= Three positions =

In rifle events in sports shooting

Standard 50m target: total Ø = 154.4 mm. 4 ring Ø = 106.4 mm. 9 ring Ø = 26.4 mm. 10 ring Ø = 10.4 mm

International Rifle events that occur in three positions are conducted with an equal number of shots fired from the Kneeling, Prone and Standing positions, although the order has changed over the years. Each of the three positions shot during the match has a fixed time limit that the shooter is able to shoot unlimited numbers of sighting shots and 10 or 20 shots for record.

In qualification rounds, shots are scored as integers, so each shot scores from 0-10 with no decimal points, while in finals shots are scored as decimal values (i.e. 9.8 instead of what would have been a 9 under integer scoring.) The center of the bullseye is commonly the 10 and the score drops points as it distances from the center. It is up to the organization's discretion to score using outside ring or inside ring scoring. Outside ring scoring measures what ring the hole breaks and measures accordingly. Inside ring scoring scores by determining whether the hole breaks the inside line of the bullseye.

== Types of three positions matches ==
The International Shooting Sport Federation (ISSF) recognizes four three-position events. Two of these events, both called 50 m Rifle, are shot in the Olympics, one for men, the other for women. The two Olympic events are shot with a rimfire rifle at 50m. The two three-position events not in the Olympics, 300 m Rifle and 300 m Standard Rifle, are shot with a centerfire rifle at a distance of 300m.

Dataset items:
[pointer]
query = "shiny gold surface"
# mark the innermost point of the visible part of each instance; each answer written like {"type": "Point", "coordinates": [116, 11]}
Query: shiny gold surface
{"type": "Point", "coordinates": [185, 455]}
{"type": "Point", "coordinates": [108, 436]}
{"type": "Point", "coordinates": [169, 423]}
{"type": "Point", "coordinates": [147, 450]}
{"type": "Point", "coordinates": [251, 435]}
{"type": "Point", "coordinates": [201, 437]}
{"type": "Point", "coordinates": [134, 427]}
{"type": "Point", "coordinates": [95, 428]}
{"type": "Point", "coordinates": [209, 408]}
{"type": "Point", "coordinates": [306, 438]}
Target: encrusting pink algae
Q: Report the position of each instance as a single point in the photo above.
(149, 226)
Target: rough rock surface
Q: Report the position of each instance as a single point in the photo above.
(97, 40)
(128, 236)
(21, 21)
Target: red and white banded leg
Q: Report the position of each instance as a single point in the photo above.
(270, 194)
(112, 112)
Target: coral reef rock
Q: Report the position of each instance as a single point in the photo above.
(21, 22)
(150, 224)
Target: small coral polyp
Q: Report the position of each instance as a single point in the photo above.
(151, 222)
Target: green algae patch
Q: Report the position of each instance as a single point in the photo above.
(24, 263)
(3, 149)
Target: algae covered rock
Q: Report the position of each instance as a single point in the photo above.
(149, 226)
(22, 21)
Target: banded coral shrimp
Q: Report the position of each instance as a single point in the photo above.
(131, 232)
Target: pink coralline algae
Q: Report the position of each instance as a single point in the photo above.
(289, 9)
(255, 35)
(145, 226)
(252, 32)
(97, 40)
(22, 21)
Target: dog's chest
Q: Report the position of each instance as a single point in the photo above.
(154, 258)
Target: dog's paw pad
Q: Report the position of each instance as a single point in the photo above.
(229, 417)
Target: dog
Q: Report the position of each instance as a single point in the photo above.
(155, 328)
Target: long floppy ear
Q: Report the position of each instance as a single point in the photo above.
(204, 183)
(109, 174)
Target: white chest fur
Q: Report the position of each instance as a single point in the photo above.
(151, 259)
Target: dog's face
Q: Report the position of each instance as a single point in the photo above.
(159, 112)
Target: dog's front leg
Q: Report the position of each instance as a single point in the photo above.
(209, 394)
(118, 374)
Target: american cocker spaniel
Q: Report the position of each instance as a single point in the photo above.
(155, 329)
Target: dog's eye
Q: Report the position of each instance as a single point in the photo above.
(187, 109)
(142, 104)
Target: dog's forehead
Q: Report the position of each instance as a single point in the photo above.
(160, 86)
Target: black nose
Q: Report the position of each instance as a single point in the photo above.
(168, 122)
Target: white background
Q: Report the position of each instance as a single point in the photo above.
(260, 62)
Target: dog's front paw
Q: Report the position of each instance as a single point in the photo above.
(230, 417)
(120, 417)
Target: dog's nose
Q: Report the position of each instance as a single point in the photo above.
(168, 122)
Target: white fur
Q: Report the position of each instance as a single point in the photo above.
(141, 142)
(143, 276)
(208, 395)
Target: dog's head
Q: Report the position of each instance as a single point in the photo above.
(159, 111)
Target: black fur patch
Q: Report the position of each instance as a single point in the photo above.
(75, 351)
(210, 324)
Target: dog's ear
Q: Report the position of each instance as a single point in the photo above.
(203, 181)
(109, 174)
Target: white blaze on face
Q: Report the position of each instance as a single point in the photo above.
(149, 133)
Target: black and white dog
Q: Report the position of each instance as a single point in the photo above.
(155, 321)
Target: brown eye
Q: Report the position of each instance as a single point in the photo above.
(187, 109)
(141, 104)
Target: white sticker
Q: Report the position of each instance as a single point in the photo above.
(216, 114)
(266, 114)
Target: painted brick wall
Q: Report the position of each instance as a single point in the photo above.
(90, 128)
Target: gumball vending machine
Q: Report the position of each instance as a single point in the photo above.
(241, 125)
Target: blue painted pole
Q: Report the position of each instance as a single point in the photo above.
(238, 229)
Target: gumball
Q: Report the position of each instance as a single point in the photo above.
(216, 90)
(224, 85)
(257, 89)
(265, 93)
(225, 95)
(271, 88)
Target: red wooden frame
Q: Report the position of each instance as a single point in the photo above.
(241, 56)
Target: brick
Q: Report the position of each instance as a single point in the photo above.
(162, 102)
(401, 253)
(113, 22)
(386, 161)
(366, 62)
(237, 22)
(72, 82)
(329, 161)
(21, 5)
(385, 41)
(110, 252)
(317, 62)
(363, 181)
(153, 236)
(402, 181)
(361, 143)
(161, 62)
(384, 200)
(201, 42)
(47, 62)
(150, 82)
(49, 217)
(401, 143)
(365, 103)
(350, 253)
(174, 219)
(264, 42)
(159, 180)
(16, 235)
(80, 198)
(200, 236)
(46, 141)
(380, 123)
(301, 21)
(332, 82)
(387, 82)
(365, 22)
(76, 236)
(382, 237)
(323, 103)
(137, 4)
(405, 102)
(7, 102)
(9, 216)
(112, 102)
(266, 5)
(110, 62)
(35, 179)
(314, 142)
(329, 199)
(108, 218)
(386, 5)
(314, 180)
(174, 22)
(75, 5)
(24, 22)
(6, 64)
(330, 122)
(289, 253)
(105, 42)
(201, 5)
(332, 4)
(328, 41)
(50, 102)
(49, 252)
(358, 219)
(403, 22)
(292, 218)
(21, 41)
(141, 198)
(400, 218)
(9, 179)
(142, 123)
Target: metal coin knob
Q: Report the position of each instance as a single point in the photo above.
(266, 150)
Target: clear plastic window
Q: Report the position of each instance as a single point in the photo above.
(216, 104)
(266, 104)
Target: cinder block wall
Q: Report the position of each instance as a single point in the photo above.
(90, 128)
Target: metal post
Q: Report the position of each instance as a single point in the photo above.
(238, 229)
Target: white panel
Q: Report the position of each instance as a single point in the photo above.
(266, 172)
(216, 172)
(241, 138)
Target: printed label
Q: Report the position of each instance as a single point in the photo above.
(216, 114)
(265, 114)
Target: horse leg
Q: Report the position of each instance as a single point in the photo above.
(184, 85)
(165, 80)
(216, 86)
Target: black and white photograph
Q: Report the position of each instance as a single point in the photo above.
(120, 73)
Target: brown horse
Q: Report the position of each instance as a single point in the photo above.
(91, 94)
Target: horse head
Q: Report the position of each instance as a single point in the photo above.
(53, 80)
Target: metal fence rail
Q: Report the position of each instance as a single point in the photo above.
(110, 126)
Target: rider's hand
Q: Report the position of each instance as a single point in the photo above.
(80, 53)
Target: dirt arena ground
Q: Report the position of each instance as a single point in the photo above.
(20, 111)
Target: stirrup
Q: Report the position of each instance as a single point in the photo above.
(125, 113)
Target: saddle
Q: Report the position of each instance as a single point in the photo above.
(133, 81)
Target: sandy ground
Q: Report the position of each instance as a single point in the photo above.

PROBLEM REQUIREMENTS:
Continue the article on three-position rifle shooting from the point where it stops.

WRITTEN REPLY:
For the Olympic events, up until the 2016 Olympic Games, men would shoot a 3 X 40, or rather 40 shots in prone, 40 shots in standing, and 40 shots in kneeling, and women a 3 X 20, 20 shots in each position. This is considered the qualification round, and shots are scored as integers. In January 2018, these rules were changed so that men and women now both shoot a 3x40. The maximum qualification score is 1200. This will first be seen in the Olympic Games in 2020. Following the qualification round, the top eight shooters participate in a final. Previously, this would consist of an additional 10 shots in the standing position, with the winner of the match being the shooter with the highest aggregate in both the qualification round and the final. However, in 2013 a new finals format was introduced, still for the top eight shooters in the qualification round. Both men and women shoot an additional 45 shots - 15 in each position - and qualification scores are discarded. The 15 shots in kneeling position come first, followed by the 15 prone shots, then once 10 standing shots have been fired, the two lowest-ranking shooters are eliminated, then after every single shot thereafter the lowest-ranked shooter is again eliminated until the 15th shot decides the gold and silver medalists.

The two non-Olympic 300m three position events are shot historically by men only. The first course of fire is with a free rifle, for a 3 X 40. The second course of fire is with a standard rifle, for a 3 X 20. Neither of these events have a final. The 300m events are no longer in the Olympics primarily due to the price of constructing a 300m range.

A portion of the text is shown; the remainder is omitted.